## TEXT PASSAGE
* start *

The balancing attack allows a very small number of validators controlled by an adversary to perpetually maintain a forked network, with half of all validators following one fork and half the other. This would delay finalisation indefinitely, which is a kind of liveness failure. Since the attack relies on some unrealistic assumptions about the power an adversary has over the network – namely, fine-grained control over who can see what and when – we felt that the potential attack was not a significant threat to the launch of the beacon chain. Later refinements to the attack appear to have made it more practical to execute, however.

A modification to the fork choice to mitigate the balancing attack was first suggested by Vitalik. This became known as proposer boost, and a version of it was adopted into the consensus layer specification in late 2021 with the various client teams releasing versions with mainnet support for proposer boost in April and May 2022.

Changes to the fork choice can be made outside major protocol upgrades; it is not strictly necessary for all client implementations to make the change simultaneously, as they must for hard-fork upgrades. Given this, mainnet client releases supporting proposer boost were made at various times in April and May 2022, and users were not forced to upgrade on a fixed schedule. Unfortunately, having a mix of nodes on the network, around half applying proposer boost and half not, led to a seven block reorganisation of the beacon chain on May 25, 2022. As a result, subsequent updates to the fork choice have tended to be more tightly coordinated between client teams.

Proposer boost details

Proposer boost modifies our nice, intuitive calculation of a branch's weight, based only on latest votes, by adding additional weight to a block that was received on time in the current slot. In this way, it introduces a kind of synchrony weighting. Vitalik calls this "an explicit 'synchronization bottleneck' gadget". In short, it treats a timely block as being a vote with a massive weight that is temporarily added to the branch that it is extending.

The simple intuition behind proposer boost is summarised by Barnabé Monnot as, "a block that is timely shouldn’t expect to be re-orged". In respect of the balancing attack, proposer boost is designed to overwhelm the votes from validators controlled by the adversary and instead allow the proposer of the timely block to choose the fork that will win. Quoting Francesco D'Amato, "the general strategy is to empower honest proposers to impose their view of the fork-choice, but without giving them too much power and making committees irrelevant".

Note that the proposer boost calculation in this spec version is over-complicated, possibly due to concerns about integer overflows. The calculation has been simplified to the following in more recent spec versions.

* end *

## EXERCISE PROMPT
Write out the passage on proposer boost above, word for word, from "Changes to the" up to and including "between client teams.".

## DATA SECTION
* start *

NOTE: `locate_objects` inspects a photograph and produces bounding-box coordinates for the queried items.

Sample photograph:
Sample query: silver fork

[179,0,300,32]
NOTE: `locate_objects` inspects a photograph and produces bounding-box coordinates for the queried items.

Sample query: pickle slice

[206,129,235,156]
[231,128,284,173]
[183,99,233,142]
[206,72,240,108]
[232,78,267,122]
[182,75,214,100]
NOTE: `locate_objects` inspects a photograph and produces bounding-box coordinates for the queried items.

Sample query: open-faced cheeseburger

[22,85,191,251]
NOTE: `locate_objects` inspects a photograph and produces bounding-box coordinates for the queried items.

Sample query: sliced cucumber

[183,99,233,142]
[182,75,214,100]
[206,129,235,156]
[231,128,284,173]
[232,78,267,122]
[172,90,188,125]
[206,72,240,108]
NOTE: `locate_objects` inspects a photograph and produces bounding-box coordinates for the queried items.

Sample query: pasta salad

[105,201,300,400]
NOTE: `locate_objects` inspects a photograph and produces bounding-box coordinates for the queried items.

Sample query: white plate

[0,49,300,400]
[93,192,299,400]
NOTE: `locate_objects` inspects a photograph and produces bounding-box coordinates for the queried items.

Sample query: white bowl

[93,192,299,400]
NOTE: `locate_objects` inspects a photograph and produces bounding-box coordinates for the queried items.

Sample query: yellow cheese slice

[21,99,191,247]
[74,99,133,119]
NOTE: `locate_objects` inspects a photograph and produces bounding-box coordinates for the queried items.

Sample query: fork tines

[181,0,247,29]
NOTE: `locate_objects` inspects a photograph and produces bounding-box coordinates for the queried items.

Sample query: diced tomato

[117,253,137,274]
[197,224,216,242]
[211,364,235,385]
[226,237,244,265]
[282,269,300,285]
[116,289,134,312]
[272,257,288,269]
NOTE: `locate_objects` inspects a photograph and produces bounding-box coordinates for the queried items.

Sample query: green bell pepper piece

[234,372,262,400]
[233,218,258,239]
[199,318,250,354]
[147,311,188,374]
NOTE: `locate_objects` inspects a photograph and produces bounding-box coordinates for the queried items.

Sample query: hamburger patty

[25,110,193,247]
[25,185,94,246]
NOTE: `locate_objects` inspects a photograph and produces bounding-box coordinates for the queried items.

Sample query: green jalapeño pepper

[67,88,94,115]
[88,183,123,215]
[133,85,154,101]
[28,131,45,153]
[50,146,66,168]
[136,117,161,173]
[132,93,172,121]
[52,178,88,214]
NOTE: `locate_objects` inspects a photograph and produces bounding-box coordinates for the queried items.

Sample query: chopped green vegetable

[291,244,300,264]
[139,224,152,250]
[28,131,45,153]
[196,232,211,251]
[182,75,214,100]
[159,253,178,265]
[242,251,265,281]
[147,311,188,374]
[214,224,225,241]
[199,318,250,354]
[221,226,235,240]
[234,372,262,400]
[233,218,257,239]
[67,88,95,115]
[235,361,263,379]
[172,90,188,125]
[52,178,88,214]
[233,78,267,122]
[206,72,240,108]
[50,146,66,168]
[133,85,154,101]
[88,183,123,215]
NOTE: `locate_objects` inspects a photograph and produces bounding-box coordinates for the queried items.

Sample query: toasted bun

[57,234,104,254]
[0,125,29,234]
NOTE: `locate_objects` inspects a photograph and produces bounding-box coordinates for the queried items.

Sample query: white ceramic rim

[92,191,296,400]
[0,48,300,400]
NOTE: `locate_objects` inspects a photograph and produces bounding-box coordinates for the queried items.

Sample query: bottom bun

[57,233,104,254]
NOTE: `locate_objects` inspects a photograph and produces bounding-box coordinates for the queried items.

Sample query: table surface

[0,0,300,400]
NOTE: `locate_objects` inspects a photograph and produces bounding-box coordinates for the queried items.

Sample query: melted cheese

* end *

## THE OUTPUT
Changes to the fork choice can be made outside major protocol upgrades; it is not strictly necessary for all client implementations to make the change simultaneously, as they must for hard-fork upgrades. Given this, mainnet client releases supporting proposer boost were made at various times in April and May 2022, and users were not forced to upgrade on a fixed schedule. Unfortunately, having a mix of nodes on the network, around half applying proposer boost and half not, led to a seven block reorganisation of the beacon chain on May 25, 2022. As a result, subsequent updates to the fork choice have tended to be more tightly coordinated between client teams.